GOAL OF THE EXERCISE » State how many lines of the entries below hold the word "background"; reply with nothing but the number.

(Stored records)
--------------------

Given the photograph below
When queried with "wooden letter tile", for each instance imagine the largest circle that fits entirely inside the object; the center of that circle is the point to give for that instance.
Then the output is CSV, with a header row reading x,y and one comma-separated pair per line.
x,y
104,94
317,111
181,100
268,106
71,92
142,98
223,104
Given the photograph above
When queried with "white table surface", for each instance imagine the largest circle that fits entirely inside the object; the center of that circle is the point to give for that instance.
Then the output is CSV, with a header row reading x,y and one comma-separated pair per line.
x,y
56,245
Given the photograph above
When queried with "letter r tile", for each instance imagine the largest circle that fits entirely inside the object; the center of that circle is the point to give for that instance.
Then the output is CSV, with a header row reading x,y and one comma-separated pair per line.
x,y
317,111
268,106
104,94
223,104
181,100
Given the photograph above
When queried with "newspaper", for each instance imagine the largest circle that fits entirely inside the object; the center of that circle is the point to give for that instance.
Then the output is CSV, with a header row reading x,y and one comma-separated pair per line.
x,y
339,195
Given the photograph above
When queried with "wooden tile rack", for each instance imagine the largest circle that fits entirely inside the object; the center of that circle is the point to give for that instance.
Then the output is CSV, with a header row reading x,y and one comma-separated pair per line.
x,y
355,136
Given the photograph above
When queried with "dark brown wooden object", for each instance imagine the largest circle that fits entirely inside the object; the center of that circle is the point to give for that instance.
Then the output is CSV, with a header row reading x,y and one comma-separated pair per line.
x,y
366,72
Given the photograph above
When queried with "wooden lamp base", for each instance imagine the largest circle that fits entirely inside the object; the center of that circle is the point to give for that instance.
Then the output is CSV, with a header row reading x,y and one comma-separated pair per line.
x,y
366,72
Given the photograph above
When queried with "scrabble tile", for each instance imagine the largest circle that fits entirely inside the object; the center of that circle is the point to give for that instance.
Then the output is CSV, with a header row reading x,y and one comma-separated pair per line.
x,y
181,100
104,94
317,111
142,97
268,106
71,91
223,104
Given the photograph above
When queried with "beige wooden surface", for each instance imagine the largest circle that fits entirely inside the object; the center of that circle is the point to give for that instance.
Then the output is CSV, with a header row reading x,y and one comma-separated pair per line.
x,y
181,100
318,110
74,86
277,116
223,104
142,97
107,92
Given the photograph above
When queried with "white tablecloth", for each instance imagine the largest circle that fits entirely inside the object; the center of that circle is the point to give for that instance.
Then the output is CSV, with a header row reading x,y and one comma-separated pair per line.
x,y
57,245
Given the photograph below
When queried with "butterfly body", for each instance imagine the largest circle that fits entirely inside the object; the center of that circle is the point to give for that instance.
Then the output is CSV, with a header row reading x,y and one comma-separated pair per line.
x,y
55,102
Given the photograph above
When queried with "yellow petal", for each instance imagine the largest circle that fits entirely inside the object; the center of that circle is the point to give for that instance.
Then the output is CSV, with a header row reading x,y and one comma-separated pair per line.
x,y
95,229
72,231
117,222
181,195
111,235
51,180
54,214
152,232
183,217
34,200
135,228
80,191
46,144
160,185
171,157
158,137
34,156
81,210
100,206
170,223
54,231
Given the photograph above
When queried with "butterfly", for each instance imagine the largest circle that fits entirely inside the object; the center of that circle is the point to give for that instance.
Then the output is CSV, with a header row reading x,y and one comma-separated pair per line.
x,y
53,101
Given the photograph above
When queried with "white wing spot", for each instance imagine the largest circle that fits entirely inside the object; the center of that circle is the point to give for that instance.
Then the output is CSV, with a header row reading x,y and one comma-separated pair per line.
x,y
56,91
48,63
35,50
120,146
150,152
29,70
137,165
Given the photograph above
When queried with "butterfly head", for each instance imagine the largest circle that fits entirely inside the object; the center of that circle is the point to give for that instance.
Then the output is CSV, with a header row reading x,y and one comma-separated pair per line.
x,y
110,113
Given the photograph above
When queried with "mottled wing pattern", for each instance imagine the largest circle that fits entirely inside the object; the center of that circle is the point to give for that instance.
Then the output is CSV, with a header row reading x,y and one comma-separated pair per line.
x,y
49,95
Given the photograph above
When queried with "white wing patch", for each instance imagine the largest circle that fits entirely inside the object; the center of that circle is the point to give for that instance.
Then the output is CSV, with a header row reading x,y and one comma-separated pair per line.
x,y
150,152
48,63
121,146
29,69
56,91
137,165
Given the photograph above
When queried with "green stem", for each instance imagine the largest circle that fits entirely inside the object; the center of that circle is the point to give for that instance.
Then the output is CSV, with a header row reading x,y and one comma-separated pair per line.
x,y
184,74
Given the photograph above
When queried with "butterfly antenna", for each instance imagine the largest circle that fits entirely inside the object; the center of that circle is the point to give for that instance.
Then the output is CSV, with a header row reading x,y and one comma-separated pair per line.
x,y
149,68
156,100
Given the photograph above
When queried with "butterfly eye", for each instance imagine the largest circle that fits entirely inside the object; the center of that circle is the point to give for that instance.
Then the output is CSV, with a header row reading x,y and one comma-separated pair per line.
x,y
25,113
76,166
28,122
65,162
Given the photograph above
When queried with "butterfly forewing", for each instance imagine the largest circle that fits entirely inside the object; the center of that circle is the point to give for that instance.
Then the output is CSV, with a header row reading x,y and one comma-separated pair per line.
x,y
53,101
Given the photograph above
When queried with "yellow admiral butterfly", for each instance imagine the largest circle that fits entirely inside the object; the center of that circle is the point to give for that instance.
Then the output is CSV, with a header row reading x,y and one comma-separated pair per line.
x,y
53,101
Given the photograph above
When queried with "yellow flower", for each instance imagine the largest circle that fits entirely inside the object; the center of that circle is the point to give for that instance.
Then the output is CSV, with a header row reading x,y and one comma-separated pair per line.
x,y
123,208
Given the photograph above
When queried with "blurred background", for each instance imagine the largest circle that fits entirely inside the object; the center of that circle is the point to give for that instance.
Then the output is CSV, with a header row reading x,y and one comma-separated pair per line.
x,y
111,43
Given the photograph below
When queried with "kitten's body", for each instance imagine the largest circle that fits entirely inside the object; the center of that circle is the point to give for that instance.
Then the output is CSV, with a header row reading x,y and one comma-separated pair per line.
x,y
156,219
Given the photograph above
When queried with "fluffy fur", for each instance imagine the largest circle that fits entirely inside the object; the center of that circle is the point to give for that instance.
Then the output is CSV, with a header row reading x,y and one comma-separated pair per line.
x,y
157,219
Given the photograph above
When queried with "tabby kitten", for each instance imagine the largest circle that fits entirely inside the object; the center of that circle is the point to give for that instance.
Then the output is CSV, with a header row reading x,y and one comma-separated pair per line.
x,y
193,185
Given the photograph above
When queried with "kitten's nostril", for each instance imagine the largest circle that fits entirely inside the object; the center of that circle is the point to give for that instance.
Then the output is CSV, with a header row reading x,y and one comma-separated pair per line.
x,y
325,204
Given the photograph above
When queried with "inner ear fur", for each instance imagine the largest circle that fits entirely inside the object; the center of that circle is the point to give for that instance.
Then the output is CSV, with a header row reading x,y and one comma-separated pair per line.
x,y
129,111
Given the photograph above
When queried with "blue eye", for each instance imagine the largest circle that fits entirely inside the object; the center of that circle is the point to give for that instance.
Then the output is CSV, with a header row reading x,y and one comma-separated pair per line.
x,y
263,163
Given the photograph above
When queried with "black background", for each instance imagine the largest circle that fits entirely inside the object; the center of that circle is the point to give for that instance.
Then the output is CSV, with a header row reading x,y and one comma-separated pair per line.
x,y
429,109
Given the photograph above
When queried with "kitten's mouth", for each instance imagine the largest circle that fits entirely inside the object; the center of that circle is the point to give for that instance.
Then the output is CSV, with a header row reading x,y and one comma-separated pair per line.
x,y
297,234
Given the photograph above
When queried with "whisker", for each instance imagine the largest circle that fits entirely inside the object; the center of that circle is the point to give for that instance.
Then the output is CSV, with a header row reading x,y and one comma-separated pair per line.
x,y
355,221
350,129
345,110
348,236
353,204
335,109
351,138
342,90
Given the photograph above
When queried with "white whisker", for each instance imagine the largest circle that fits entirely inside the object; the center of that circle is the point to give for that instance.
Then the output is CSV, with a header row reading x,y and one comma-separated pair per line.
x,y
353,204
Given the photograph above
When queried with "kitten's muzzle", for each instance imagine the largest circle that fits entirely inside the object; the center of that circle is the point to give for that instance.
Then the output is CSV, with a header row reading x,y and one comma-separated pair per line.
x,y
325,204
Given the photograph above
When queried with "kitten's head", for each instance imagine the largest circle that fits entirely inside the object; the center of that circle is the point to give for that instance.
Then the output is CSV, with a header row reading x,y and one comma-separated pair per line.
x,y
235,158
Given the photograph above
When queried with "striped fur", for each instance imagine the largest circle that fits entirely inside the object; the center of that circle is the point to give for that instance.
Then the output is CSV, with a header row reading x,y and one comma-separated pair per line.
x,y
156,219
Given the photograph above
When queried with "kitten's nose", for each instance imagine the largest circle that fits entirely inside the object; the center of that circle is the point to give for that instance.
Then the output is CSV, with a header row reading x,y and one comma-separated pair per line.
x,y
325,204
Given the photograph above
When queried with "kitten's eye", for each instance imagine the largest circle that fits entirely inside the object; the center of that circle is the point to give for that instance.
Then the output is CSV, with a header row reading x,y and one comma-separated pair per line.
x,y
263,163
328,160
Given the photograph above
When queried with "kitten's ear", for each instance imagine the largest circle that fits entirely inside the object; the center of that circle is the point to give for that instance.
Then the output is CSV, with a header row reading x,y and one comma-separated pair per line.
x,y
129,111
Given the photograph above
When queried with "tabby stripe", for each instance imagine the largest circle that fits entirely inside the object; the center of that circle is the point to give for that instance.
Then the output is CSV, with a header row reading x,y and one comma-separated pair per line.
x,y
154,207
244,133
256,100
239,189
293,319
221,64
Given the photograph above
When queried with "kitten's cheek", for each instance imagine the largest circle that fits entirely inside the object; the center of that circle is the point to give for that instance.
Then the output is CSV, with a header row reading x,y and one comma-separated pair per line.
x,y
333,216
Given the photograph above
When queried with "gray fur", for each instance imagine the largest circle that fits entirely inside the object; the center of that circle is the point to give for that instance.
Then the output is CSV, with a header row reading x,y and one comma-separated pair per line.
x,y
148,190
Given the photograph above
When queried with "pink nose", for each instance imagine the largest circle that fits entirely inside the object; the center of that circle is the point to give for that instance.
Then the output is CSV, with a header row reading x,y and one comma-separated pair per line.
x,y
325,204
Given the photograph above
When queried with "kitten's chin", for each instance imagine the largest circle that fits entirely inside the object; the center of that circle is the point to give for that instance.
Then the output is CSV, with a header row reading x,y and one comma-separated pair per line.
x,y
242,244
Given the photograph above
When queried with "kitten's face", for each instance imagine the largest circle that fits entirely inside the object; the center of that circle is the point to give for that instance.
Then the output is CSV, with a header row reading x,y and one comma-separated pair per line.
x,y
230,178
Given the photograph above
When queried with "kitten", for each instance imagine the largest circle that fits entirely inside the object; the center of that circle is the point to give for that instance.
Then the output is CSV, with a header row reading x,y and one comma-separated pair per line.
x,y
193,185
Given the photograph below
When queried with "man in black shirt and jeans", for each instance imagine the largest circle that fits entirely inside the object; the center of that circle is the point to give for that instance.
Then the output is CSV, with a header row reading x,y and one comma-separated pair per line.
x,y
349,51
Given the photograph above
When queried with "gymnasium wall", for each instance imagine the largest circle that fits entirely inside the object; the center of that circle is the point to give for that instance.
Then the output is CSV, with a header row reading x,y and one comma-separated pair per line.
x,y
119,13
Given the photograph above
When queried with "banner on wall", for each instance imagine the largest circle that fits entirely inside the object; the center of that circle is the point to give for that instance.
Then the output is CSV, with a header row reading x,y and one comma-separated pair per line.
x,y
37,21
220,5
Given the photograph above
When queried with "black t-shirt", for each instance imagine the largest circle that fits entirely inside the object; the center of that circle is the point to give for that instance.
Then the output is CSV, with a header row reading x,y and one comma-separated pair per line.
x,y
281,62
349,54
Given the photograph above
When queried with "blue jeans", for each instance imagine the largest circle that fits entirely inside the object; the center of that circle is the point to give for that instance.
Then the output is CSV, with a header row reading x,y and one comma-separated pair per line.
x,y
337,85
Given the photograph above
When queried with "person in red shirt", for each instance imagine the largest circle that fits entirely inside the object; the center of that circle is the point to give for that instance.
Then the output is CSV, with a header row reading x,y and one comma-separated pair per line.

--------------------

COMPLETED TASK » 2